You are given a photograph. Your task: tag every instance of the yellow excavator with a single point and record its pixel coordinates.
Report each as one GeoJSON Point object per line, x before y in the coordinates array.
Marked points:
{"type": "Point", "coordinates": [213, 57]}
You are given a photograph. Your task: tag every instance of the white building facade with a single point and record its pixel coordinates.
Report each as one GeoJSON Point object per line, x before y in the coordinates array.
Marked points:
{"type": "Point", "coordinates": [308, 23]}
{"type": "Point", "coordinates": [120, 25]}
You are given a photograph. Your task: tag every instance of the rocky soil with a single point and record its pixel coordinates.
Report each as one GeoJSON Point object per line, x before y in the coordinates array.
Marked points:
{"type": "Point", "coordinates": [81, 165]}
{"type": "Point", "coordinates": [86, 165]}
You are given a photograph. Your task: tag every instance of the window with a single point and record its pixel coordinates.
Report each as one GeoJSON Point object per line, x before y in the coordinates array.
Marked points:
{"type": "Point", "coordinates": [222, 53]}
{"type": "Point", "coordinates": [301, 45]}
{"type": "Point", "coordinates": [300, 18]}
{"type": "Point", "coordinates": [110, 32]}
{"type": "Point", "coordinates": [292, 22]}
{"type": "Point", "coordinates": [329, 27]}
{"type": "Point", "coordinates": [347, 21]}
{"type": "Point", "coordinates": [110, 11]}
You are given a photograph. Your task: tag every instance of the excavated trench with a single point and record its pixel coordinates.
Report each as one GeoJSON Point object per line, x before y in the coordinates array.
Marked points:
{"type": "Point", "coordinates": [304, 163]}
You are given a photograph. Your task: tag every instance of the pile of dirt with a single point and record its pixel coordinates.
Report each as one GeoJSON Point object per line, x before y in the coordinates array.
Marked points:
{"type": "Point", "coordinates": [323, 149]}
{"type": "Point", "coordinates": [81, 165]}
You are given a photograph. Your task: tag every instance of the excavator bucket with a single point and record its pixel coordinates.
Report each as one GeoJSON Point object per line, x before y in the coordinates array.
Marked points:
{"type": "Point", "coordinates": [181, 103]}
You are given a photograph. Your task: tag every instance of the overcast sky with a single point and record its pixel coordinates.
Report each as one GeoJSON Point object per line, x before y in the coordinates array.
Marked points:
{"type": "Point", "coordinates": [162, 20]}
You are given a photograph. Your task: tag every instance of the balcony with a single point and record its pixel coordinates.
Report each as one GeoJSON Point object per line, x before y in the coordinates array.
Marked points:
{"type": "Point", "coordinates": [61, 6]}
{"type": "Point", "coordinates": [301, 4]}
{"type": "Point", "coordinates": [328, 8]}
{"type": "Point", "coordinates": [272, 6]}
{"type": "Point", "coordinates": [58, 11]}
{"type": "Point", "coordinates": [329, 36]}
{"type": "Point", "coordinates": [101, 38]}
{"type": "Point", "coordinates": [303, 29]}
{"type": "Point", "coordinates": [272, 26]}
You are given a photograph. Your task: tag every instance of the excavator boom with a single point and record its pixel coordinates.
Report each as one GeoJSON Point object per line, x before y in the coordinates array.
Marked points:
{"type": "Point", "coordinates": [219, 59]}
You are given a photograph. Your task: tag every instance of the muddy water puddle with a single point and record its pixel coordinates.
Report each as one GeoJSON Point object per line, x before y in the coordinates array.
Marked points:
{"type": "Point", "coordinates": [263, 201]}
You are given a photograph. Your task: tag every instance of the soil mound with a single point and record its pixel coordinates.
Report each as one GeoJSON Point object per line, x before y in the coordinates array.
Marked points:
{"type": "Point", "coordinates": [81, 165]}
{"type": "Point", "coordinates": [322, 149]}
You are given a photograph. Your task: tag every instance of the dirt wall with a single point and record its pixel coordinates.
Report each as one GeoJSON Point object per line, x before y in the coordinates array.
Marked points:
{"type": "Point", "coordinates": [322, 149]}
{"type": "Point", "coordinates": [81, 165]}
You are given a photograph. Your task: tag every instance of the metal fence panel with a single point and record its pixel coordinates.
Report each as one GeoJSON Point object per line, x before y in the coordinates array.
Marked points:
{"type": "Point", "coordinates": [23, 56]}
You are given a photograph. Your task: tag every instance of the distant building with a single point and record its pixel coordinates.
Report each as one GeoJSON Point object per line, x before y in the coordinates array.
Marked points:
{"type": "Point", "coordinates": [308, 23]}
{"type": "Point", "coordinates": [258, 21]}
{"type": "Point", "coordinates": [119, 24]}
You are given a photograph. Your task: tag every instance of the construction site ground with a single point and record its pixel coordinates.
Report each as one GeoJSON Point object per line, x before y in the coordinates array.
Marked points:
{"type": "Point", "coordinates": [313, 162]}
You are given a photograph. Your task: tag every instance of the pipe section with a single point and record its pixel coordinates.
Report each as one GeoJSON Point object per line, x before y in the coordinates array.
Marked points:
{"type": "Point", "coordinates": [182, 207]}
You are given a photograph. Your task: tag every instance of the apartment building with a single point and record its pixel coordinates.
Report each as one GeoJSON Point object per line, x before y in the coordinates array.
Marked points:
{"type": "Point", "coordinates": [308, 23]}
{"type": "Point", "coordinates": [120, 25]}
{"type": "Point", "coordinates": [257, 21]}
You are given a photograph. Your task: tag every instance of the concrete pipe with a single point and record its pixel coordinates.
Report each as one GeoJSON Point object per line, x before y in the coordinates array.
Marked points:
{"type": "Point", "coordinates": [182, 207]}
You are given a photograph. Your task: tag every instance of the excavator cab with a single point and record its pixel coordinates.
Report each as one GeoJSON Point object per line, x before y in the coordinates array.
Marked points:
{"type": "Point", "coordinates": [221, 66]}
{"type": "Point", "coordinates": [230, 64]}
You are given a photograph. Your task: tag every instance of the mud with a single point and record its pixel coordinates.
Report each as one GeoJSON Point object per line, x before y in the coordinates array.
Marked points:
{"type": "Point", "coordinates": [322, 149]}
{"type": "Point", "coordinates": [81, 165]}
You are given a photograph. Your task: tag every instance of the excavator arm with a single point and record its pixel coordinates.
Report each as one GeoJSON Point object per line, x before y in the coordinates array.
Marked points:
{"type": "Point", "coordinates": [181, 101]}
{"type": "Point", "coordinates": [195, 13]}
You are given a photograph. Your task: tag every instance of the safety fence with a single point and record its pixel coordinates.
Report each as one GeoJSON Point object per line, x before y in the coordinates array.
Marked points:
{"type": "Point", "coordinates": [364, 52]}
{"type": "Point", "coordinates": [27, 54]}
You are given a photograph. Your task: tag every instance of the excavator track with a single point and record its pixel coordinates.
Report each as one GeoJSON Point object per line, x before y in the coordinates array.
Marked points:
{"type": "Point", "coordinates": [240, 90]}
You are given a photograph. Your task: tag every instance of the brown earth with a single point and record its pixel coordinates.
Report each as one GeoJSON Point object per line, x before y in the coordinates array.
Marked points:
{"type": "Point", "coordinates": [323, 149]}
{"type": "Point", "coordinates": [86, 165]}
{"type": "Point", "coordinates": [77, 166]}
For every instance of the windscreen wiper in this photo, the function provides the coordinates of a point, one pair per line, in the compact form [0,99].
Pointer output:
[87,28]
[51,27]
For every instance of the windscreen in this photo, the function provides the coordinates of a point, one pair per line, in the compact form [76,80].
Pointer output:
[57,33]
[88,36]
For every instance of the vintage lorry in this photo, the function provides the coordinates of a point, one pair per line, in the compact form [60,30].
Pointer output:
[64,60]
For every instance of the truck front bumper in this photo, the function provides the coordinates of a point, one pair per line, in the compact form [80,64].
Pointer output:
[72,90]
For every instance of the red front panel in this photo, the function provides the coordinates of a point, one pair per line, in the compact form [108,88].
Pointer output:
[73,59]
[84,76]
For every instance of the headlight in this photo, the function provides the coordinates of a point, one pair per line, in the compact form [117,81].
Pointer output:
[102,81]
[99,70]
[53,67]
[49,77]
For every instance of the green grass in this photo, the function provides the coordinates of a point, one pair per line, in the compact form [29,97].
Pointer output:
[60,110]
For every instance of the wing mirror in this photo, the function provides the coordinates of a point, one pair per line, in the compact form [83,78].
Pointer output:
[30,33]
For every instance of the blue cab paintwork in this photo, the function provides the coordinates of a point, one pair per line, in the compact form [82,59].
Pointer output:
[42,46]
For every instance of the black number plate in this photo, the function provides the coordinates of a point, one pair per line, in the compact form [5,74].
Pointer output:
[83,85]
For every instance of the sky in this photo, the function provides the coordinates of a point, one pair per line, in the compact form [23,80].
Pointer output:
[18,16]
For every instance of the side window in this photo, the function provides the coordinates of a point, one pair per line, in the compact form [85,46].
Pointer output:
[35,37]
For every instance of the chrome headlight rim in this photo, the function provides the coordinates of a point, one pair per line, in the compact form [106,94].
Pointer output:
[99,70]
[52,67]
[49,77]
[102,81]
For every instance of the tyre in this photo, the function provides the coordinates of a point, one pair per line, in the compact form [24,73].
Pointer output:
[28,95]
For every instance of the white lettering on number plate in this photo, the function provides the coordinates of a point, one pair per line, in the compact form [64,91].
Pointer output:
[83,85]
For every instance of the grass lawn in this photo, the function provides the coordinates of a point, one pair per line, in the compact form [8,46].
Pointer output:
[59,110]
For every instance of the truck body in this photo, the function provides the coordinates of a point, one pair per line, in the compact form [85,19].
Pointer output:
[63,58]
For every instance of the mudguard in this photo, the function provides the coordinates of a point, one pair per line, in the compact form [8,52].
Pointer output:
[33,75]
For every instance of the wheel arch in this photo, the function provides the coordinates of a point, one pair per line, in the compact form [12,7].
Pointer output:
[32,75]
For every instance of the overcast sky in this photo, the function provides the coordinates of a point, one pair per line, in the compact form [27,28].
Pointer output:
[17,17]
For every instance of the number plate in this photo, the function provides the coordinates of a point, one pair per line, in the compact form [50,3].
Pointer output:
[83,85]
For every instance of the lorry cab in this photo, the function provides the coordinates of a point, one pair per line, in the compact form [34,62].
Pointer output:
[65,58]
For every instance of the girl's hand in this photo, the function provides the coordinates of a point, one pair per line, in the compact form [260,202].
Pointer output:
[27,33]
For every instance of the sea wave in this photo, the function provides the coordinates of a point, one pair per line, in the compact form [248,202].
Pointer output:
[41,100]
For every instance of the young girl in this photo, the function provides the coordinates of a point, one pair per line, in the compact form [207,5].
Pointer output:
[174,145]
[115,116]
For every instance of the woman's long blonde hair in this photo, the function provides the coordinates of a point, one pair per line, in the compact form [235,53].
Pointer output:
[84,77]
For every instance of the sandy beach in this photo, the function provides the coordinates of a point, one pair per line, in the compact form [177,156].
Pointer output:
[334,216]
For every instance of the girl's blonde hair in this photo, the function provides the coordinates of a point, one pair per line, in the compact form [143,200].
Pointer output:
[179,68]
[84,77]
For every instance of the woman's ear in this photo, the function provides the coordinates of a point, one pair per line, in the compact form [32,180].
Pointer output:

====

● Required work:
Write only the number of lines above that contain "excavator".

● Exercise output:
6